• YOUR OBJECTIVE:
Each record below is to be reproduced without any change.

··· DATA FOR THIS EXERCISE ···

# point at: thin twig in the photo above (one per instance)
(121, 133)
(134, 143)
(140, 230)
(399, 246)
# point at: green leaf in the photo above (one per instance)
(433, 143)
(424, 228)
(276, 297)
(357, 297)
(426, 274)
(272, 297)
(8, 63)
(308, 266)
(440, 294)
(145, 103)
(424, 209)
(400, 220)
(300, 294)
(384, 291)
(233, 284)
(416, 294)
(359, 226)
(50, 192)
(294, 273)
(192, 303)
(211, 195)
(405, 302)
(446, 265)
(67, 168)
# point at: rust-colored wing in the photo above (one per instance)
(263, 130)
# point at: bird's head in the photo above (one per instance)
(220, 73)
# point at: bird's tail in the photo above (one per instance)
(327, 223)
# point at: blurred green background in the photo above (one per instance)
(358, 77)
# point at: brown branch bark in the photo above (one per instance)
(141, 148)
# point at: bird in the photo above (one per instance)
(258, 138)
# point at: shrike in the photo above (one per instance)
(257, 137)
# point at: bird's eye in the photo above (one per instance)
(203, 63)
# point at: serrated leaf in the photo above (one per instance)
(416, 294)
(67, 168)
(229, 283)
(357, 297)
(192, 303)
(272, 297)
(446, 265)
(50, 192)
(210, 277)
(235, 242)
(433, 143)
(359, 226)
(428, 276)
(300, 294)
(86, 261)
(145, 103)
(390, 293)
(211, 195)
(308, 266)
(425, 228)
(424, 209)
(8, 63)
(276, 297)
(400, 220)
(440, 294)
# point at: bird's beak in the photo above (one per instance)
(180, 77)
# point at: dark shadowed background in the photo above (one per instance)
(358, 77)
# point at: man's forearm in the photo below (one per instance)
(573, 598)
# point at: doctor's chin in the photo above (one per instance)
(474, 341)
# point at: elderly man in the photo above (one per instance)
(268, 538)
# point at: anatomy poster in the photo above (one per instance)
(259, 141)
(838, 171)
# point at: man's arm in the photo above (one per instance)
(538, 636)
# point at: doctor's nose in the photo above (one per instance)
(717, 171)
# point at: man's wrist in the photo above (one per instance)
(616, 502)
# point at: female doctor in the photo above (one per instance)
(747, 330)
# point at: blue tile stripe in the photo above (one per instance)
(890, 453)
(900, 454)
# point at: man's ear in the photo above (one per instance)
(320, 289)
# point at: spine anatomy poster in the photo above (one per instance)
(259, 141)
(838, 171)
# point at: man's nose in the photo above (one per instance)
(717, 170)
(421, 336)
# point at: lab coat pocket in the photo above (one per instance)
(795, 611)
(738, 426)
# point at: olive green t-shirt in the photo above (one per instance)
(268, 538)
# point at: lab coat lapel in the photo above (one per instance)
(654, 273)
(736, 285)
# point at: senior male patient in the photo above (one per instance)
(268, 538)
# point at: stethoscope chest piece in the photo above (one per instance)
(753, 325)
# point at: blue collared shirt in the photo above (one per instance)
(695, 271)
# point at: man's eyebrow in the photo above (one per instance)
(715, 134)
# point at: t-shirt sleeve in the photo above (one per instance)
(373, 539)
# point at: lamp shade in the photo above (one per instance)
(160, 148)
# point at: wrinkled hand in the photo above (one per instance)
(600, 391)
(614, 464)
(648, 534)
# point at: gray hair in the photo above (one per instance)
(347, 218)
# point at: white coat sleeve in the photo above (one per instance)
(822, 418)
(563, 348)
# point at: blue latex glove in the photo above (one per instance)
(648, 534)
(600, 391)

···

• EXPECTED OUTPUT:
# point at: thin twig in the photo above (one per instance)
(121, 133)
(134, 143)
(140, 230)
(399, 246)
# point at: green leaf in the photo above (one per instance)
(433, 143)
(424, 228)
(276, 297)
(357, 297)
(426, 274)
(272, 297)
(8, 63)
(308, 266)
(440, 294)
(145, 103)
(424, 209)
(400, 220)
(300, 294)
(384, 291)
(233, 284)
(416, 294)
(359, 226)
(50, 192)
(294, 273)
(192, 303)
(211, 195)
(405, 302)
(446, 265)
(67, 168)
# point at: rust-colored wing in the photo above (one per instance)
(263, 130)
# point at: bird's head in the photo above (one per instance)
(220, 73)
# point at: bird's tail in the photo above (one per instance)
(327, 223)
# point at: blurred green background in the photo above (one per instance)
(358, 77)
# point at: brown branch bark in the photo above (one per instance)
(141, 148)
# point at: bird in the photo above (one per instance)
(258, 138)
# point at: shrike in the photo above (one per instance)
(257, 137)
# point at: bird's eye in the photo above (one per instance)
(203, 63)
# point at: serrated leaf in the photo above (one per instance)
(416, 294)
(67, 168)
(229, 283)
(357, 297)
(192, 303)
(272, 297)
(446, 265)
(50, 192)
(210, 277)
(235, 242)
(433, 143)
(359, 226)
(428, 276)
(300, 294)
(86, 261)
(145, 103)
(390, 293)
(211, 195)
(308, 266)
(425, 228)
(424, 209)
(8, 63)
(276, 297)
(400, 220)
(440, 294)
# point at: bird's beak in the photo above (one per instance)
(180, 77)
# point at: dark shadowed background in the photo above (one per instance)
(358, 77)
# point at: man's forearm in the photo below (one per instance)
(573, 598)
# point at: doctor's chin in the photo above (one per instance)
(474, 341)
# point at: elderly man in the photo above (one per instance)
(268, 538)
# point at: anatomy poster in the photo above (one per instance)
(259, 141)
(838, 171)
# point at: man's arm in the photo above (one per instance)
(538, 636)
# point at: doctor's nose in the photo above (one per instance)
(717, 171)
# point at: man's wrist in the photo above (one per instance)
(616, 502)
# point at: female doctor in the photo above (one per instance)
(747, 330)
# point at: blue tile stripe in the photo above (one per instance)
(890, 453)
(900, 454)
# point at: man's ear in the photo above (one per instance)
(320, 289)
# point at: spine anatomy poster in the photo above (one per instance)
(259, 141)
(838, 171)
# point at: man's nose in the photo above (one per instance)
(717, 170)
(421, 336)
# point at: lab coat pocket in the photo above (one per instance)
(795, 611)
(738, 426)
# point at: olive green t-shirt in the photo above (one per instance)
(268, 538)
# point at: lab coat lapel in the photo above (one per instance)
(654, 273)
(736, 285)
# point at: senior male patient in the photo above (one per instance)
(268, 538)
# point at: stethoscope chest piece in the photo above (one per instance)
(753, 325)
# point at: blue collared shirt in the photo above (one per instance)
(695, 271)
# point at: man's eyebrow in the photo above (one per instance)
(715, 134)
# point at: t-shirt sleeve in the photo above (one per instance)
(373, 539)
# point at: lamp shade in the photo above (one per instance)
(160, 148)
# point at: wrinkled hand in the photo above (one per instance)
(600, 391)
(614, 464)
(648, 534)
# point at: gray hair in the photo above (one per instance)
(347, 218)
# point at: white coat sleeve in the photo above (one per instance)
(822, 418)
(563, 348)
# point at: blue latex glove in the photo above (one per instance)
(648, 534)
(600, 391)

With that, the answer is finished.